Given problem - Starting with the line containing "[tag] stone column: a pin per instance" and going on through the end of the records, write out those lines again, requests included, multiplying every pin coordinate in the answers by 2.6 and rounding to the nearest whole number, with halves rounded up. Give only those lines, and leave the pictures out.

Dataset entries -
═══
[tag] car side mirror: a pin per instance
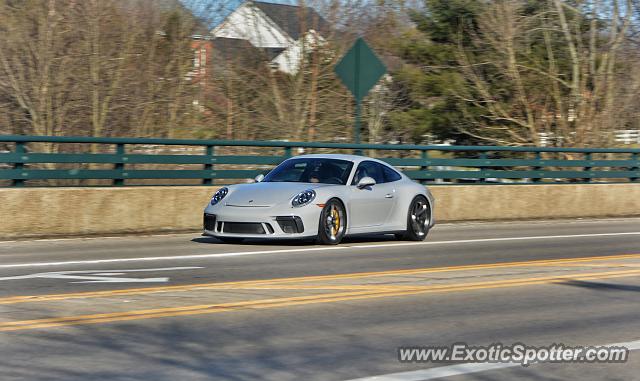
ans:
(366, 182)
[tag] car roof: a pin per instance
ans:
(354, 158)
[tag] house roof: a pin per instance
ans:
(293, 19)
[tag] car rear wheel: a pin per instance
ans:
(418, 219)
(333, 222)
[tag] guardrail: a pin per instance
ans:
(29, 160)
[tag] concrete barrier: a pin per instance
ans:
(101, 211)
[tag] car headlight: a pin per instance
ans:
(303, 198)
(219, 195)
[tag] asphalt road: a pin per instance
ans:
(185, 307)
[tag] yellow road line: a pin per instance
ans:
(294, 301)
(244, 284)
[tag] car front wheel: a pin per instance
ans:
(333, 223)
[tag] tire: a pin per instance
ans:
(231, 240)
(333, 223)
(418, 217)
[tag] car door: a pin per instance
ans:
(371, 206)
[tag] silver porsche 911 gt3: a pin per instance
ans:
(325, 197)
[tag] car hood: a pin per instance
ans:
(265, 194)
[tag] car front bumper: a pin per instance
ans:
(261, 222)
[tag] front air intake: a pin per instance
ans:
(290, 224)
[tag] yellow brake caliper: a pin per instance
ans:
(336, 220)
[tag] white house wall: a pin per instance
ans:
(289, 60)
(249, 23)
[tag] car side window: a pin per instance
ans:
(369, 169)
(390, 175)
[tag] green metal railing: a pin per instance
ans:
(25, 160)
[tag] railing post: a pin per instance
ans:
(482, 156)
(119, 166)
(424, 155)
(587, 156)
(209, 166)
(538, 158)
(20, 150)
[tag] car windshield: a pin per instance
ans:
(311, 170)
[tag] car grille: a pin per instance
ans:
(209, 222)
(243, 228)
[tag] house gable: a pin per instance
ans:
(250, 23)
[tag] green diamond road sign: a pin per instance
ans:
(360, 69)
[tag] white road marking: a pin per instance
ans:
(99, 276)
(460, 369)
(308, 249)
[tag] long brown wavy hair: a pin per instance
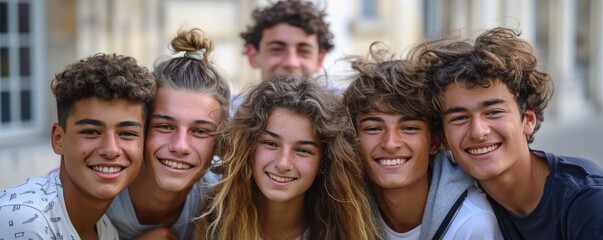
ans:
(336, 205)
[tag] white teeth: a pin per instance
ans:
(175, 165)
(108, 170)
(392, 162)
(479, 151)
(280, 179)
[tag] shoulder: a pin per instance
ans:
(27, 222)
(582, 215)
(571, 166)
(475, 218)
(106, 230)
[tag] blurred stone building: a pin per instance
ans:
(39, 37)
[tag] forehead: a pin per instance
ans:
(284, 33)
(460, 93)
(116, 110)
(183, 102)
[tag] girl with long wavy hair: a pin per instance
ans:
(290, 169)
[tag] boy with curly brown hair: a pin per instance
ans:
(101, 107)
(491, 96)
(289, 37)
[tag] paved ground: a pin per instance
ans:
(579, 137)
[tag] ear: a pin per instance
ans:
(252, 54)
(321, 57)
(443, 141)
(436, 143)
(56, 138)
(529, 122)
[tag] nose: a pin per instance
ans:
(291, 59)
(180, 143)
(479, 128)
(392, 140)
(110, 148)
(285, 162)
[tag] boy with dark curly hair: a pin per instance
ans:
(491, 97)
(101, 106)
(289, 37)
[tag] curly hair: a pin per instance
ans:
(387, 84)
(336, 204)
(297, 13)
(191, 72)
(496, 55)
(104, 76)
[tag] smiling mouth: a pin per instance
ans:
(280, 179)
(484, 150)
(176, 165)
(392, 162)
(107, 170)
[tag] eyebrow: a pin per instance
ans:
(172, 119)
(303, 142)
(95, 122)
(378, 119)
(483, 104)
(282, 43)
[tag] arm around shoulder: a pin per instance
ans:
(23, 222)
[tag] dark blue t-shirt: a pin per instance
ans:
(571, 206)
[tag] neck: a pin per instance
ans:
(402, 208)
(281, 220)
(153, 204)
(84, 222)
(520, 188)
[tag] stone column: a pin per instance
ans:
(596, 55)
(567, 101)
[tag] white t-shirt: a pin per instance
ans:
(474, 220)
(36, 209)
(122, 213)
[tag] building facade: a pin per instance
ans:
(38, 38)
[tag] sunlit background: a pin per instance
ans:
(38, 38)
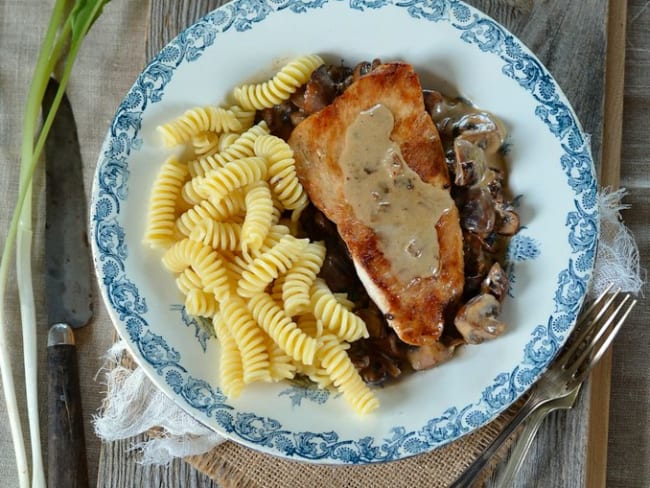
═══
Task answer -
[tag] stone column: a pin per instance
ans:
(1550, 143)
(1474, 263)
[tag] white t-shirt: a pin per instance
ans:
(1232, 572)
(94, 543)
(317, 554)
[tag] building facade: a pin per instance
ans:
(99, 99)
[tag] sunlit background: a pin per instance
ans:
(99, 99)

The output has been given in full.